━━━━━ Extract provided

Dyke Drama Reloaded: On the Second Seasons of The L Word: Generation Q and Work in Progress
Or, What Do the Lesbians Want?
Photo Courtesy of Showtime
In the first season of Showtime’s Work in Progress, improv duo Abby McEnany and Tim Mason’s zany, gallows-humor, semi-autobiographical character study of a 45-year-old fat, OCD-diagnosed butch at the end of her rope, McEnany (playing herself) makes the case for the futility of rehabilitating a broken fictional structure. Through a series of mundane coincidences, her brand new, swoon-worthy trans boyfriend Chris (Theo Germaine) convinces Abby to confront Saturday Night Live alum Julia Sweeney (playing a fictionalized version of herself), whose obtuse, obese, and gender-confused sketch character Pat has made Abby’s life a living hell. Julia and Abby strike up an uneven friendship, which Julia ultimately destroys in her attempt to right all of the sins of her past by bringing “Woke Pat” to a taping of This American Life. As Julia bulldozes Abby’s horror, Abby attempts to set her straight a final time: she would have preferred that Pat’s legacy be “buried.”

━━━━━━━━━━

_Tasks to carry out_
[a] Name every television show or program whose title appears in the essay on Work in Progress.
[b] Render this sentence from the essay on Work in Progress in Spanish: "Julia and Abby strike up an uneven friendship, which Julia ultimately destroys in her attempt to right all of the sins of her past by bringing “Woke Pat” to a taping of This American Life."
[c] Carry on the essay on Work in Progress from its last sentence.

━━━━━ Record extracts

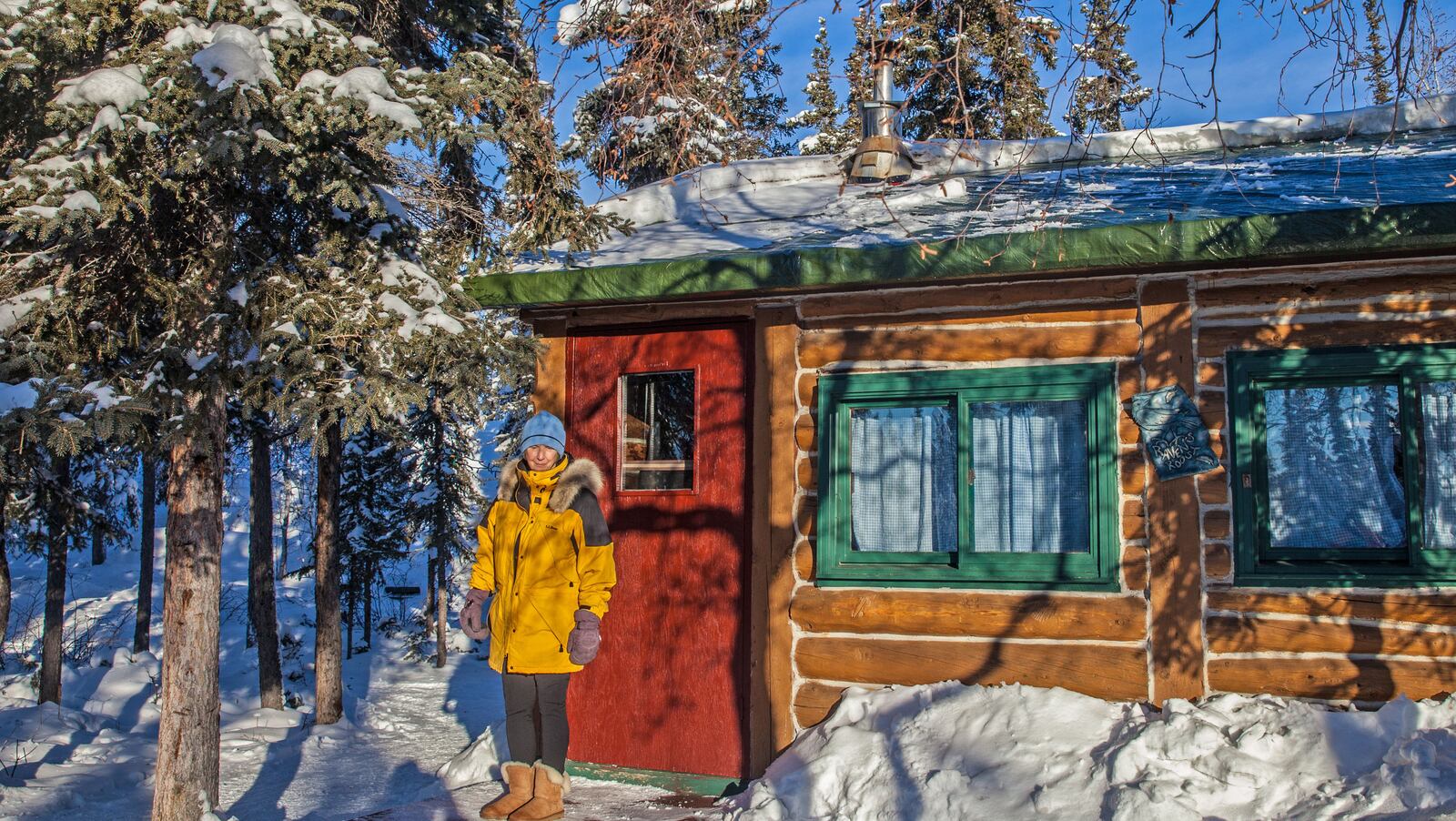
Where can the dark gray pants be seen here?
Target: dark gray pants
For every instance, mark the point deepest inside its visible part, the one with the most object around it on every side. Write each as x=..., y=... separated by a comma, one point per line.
x=536, y=716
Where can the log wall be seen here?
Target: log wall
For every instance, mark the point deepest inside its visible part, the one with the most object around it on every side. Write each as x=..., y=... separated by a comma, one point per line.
x=871, y=636
x=1177, y=626
x=1363, y=645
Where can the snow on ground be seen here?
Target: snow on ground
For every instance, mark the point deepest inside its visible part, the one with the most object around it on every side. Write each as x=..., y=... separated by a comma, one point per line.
x=91, y=757
x=424, y=743
x=956, y=752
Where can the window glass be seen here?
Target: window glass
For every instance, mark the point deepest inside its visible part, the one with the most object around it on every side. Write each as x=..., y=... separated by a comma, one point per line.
x=1334, y=468
x=1031, y=476
x=902, y=466
x=657, y=431
x=1439, y=441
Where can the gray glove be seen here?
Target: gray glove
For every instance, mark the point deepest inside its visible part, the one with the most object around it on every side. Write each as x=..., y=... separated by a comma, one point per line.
x=586, y=638
x=472, y=619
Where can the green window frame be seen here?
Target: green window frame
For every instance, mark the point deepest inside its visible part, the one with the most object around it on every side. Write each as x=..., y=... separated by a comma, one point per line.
x=837, y=563
x=1257, y=561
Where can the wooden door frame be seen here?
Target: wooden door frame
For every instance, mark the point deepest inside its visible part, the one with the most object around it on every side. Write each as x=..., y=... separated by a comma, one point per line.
x=553, y=392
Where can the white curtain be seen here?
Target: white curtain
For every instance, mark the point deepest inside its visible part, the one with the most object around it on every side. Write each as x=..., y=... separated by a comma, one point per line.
x=1439, y=437
x=903, y=479
x=1031, y=476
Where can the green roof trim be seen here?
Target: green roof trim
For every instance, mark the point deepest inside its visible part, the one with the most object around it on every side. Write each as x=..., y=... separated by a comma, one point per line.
x=1261, y=238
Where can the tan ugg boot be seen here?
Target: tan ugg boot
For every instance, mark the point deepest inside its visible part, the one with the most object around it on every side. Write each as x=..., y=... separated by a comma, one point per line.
x=546, y=804
x=519, y=791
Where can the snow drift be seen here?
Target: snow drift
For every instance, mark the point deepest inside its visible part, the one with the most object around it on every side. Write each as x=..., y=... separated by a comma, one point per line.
x=967, y=752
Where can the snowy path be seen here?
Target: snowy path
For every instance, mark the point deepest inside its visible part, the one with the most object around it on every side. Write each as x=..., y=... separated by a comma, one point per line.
x=589, y=801
x=404, y=721
x=92, y=757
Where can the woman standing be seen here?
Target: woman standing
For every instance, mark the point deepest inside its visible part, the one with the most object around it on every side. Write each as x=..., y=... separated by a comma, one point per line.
x=545, y=566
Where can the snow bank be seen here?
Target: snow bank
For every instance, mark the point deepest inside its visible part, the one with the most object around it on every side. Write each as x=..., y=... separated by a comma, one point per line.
x=957, y=752
x=480, y=762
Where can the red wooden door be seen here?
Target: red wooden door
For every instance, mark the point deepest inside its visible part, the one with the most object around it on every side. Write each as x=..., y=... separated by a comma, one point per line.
x=666, y=417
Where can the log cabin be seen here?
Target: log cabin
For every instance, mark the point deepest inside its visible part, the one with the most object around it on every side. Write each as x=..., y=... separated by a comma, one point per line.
x=868, y=434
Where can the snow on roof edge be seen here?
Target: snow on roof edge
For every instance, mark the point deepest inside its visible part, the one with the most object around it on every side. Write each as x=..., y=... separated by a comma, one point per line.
x=688, y=197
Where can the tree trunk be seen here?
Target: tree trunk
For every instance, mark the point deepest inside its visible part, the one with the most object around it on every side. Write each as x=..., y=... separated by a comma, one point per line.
x=440, y=603
x=354, y=600
x=327, y=657
x=262, y=604
x=191, y=588
x=369, y=604
x=142, y=639
x=56, y=583
x=98, y=544
x=5, y=568
x=286, y=522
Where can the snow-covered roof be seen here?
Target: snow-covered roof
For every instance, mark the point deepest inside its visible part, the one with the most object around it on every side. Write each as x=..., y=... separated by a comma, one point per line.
x=1353, y=160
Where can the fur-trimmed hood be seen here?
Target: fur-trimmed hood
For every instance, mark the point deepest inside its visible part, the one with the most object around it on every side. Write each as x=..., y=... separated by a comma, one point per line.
x=580, y=475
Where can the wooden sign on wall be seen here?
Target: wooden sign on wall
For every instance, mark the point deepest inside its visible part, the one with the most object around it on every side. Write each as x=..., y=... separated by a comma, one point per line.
x=1174, y=432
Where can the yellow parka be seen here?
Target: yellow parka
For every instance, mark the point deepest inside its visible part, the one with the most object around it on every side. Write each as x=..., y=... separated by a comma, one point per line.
x=545, y=552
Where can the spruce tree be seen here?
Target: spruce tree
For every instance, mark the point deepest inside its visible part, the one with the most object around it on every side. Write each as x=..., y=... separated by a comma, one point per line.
x=1376, y=70
x=859, y=68
x=444, y=434
x=102, y=481
x=829, y=133
x=207, y=204
x=970, y=67
x=1098, y=101
x=375, y=510
x=695, y=85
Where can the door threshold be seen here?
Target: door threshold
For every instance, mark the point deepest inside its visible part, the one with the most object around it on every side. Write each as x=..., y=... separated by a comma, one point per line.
x=682, y=784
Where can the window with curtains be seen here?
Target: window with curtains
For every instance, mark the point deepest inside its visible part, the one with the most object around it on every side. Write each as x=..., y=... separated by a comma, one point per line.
x=1344, y=466
x=997, y=478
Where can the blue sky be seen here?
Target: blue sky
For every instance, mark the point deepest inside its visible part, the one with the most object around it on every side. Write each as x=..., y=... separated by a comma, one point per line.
x=1256, y=73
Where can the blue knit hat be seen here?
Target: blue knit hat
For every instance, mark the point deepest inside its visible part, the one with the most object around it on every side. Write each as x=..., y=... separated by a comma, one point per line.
x=543, y=428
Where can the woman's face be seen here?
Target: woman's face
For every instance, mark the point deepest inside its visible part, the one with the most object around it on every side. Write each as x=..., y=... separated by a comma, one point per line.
x=541, y=457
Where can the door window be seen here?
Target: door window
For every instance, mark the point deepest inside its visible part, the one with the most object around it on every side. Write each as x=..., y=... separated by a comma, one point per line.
x=657, y=431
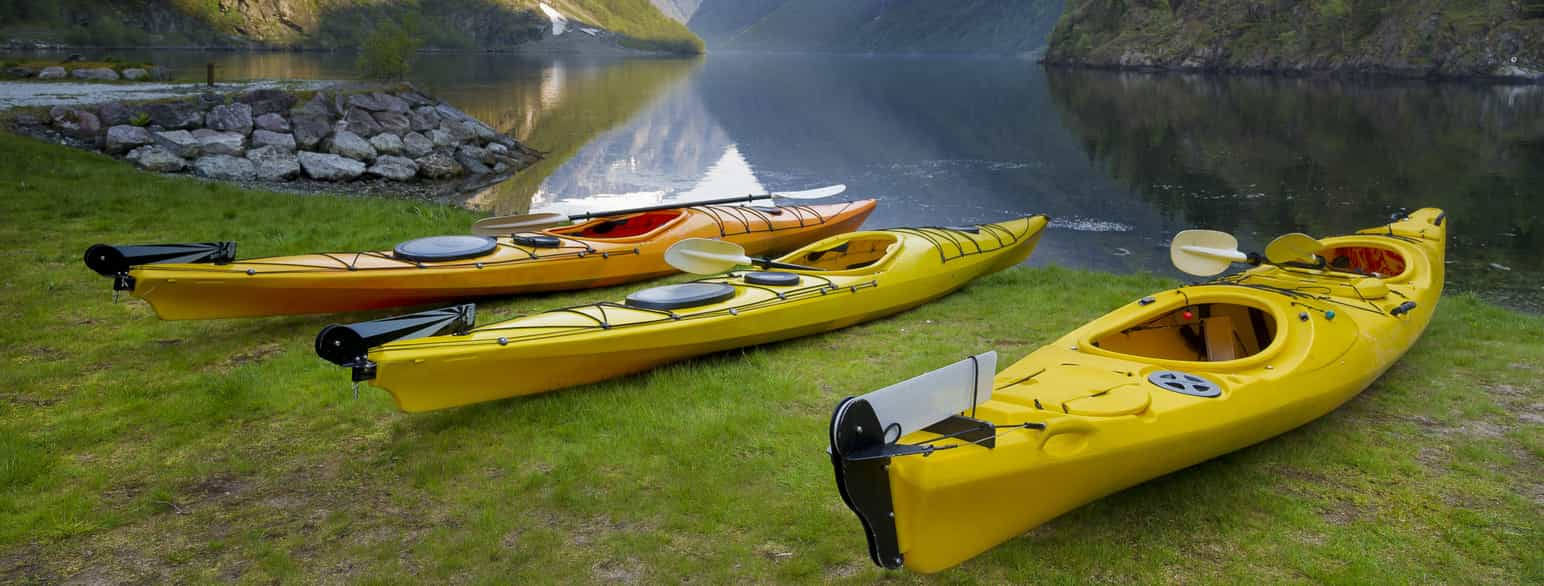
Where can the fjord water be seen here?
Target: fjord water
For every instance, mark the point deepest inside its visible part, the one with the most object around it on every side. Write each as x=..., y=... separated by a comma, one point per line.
x=1121, y=161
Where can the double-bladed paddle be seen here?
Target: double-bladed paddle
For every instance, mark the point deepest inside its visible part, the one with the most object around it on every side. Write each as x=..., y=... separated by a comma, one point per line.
x=707, y=256
x=502, y=225
x=1211, y=252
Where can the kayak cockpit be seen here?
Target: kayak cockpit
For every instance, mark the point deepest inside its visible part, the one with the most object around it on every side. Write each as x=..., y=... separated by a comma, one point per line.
x=623, y=227
x=860, y=252
x=1211, y=332
x=1365, y=259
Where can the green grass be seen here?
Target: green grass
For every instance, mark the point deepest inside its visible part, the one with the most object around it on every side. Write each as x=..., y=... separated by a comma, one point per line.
x=142, y=451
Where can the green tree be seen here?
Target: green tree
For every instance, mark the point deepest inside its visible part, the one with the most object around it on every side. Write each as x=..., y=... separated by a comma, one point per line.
x=386, y=53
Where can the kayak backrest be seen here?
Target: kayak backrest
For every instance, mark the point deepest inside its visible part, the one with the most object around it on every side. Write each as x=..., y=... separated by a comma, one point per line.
x=862, y=250
x=621, y=227
x=1211, y=332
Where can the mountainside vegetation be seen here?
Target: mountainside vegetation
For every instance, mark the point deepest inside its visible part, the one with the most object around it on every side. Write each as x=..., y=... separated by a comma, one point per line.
x=877, y=25
x=331, y=23
x=1388, y=37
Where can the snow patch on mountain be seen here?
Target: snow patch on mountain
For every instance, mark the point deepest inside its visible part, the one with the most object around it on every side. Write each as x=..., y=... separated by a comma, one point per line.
x=559, y=20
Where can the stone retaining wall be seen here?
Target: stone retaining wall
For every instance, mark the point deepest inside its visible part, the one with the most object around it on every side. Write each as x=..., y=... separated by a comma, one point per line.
x=397, y=134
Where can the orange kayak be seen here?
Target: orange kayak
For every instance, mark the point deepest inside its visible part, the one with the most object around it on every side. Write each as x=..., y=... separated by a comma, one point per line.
x=204, y=281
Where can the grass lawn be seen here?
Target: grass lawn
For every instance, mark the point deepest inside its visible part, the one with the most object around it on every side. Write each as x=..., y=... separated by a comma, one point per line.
x=142, y=451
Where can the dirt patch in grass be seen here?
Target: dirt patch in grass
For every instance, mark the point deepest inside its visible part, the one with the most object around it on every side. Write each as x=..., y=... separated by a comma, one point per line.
x=249, y=356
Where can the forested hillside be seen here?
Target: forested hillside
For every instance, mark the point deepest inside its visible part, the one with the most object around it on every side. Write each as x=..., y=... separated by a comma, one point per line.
x=335, y=23
x=877, y=25
x=1393, y=37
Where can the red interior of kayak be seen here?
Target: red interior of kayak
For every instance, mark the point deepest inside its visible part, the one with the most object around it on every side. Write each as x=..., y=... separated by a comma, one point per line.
x=1367, y=259
x=624, y=227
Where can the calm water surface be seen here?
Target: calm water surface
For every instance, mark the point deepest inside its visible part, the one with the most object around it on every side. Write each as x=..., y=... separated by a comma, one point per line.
x=1120, y=161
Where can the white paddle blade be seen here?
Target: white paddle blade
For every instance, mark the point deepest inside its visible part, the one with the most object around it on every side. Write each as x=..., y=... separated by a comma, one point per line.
x=816, y=193
x=1293, y=247
x=933, y=397
x=1205, y=252
x=505, y=225
x=706, y=256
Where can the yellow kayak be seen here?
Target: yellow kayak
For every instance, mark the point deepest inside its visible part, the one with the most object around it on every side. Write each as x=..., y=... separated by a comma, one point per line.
x=1160, y=384
x=856, y=278
x=206, y=281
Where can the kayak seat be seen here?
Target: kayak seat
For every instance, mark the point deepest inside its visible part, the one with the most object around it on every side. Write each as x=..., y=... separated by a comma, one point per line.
x=680, y=296
x=1197, y=333
x=1367, y=259
x=623, y=227
x=437, y=249
x=856, y=253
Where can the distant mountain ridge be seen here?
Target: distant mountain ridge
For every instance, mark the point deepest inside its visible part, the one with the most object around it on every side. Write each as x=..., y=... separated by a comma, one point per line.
x=1382, y=37
x=341, y=23
x=1004, y=26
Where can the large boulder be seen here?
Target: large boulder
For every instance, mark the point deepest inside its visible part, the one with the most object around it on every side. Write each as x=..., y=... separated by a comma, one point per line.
x=439, y=165
x=351, y=145
x=318, y=107
x=178, y=142
x=394, y=168
x=156, y=159
x=267, y=101
x=261, y=138
x=127, y=138
x=274, y=164
x=235, y=117
x=311, y=130
x=362, y=122
x=442, y=138
x=96, y=74
x=115, y=113
x=392, y=122
x=329, y=167
x=76, y=122
x=272, y=122
x=416, y=145
x=460, y=131
x=386, y=144
x=423, y=119
x=176, y=114
x=224, y=167
x=220, y=142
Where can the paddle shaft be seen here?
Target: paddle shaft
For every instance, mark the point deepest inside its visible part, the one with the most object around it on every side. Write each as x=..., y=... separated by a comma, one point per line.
x=746, y=199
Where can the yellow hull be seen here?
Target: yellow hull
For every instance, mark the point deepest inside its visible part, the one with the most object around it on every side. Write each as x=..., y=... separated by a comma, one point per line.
x=1277, y=360
x=375, y=279
x=593, y=343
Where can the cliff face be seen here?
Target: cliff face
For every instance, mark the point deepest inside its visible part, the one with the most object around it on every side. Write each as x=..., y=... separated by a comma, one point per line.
x=877, y=25
x=1388, y=37
x=343, y=23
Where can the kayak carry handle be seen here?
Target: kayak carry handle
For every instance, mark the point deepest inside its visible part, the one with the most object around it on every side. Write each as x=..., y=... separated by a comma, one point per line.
x=116, y=259
x=348, y=344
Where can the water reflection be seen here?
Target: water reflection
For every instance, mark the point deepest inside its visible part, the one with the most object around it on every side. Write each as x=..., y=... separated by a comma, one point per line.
x=1121, y=161
x=1265, y=156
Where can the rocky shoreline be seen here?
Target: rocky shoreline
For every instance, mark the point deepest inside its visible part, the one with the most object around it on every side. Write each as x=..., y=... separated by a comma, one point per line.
x=394, y=141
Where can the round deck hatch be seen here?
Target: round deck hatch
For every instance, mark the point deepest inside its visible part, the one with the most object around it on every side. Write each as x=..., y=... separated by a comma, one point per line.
x=436, y=249
x=538, y=241
x=772, y=278
x=680, y=296
x=1185, y=383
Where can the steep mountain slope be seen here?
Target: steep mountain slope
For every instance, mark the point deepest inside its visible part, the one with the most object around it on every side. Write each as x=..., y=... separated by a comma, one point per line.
x=1395, y=37
x=877, y=25
x=341, y=23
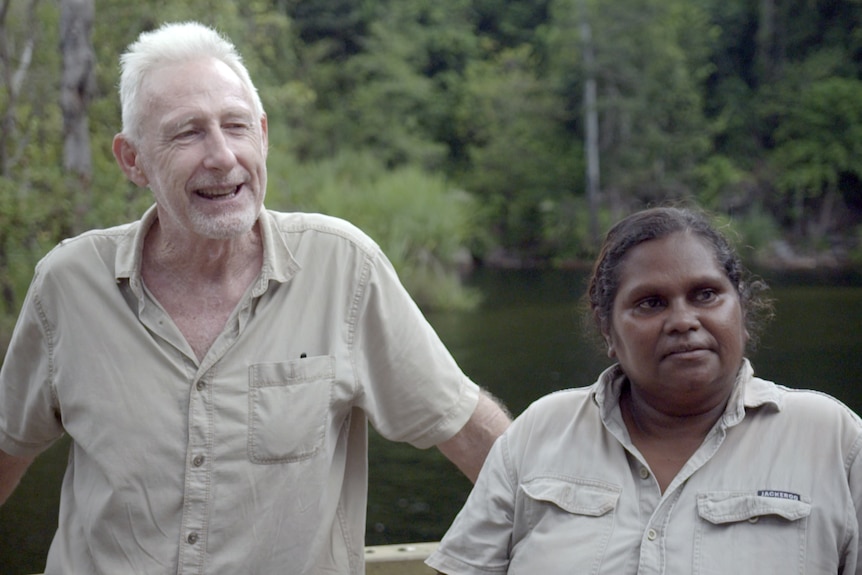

━━━━━━━━━━

_Written answers_
[a]
The L Word: Generation Q
Work in Progress
Saturday Night Live
This American Life

[b] Julia y Abby entablan una amistad desigual, que Julia termina destruyendo en su intento de enmendar todos los pecados de su pasado al llevar a «Woke Pat» a una grabación de This American Life.

[c]
When it was first announced that Showtime’s revival The L Word: Generation Q (for “queer”) was in the works, murmurs of delight were matched by groans of frustration. Shouldn’t that be buried, too? The original series was an inarguable phenomenon that still serves as a touchstone for heated discussion, adoration, and overwhelming scorn—often simultaneously. In addition to the bonkers, self-destructive choices one can expect in a dishy serial, the series stuck to a select group of skinny, cisgender, rich white femmes as their most developed characters, often at the expense of all others. As creator and showrunner Ilene Chaiken routinely defended, the show was not meant to represent more than her own circle of affluent Los Angeles lesbians, and when it did introduce characters or storylines that touched on a less insular reality, it often bungled them into such an overblown tragedy that one might wish the show hadn’t even tried.
Among the tentative excitement and apprehension for its reboot, one of the most salient questions was why, a mere 15 years after its Showtime debut, the series would be taking a chunk of the meager space and budget allotted to queer shows. Why not build something new, rather than try to salvage already bowed beams? Chaiken, who is executive producing but has abdicated showrunning responsibility to independent filmmaker Marja-Lewis Ryan, had the same question and a stated reluctance to revive the series, but revealed that she didn’t see anyone picking up the mantle left in the wake of The L Word’s 2009 finale, and that the show had a duty to reemerge.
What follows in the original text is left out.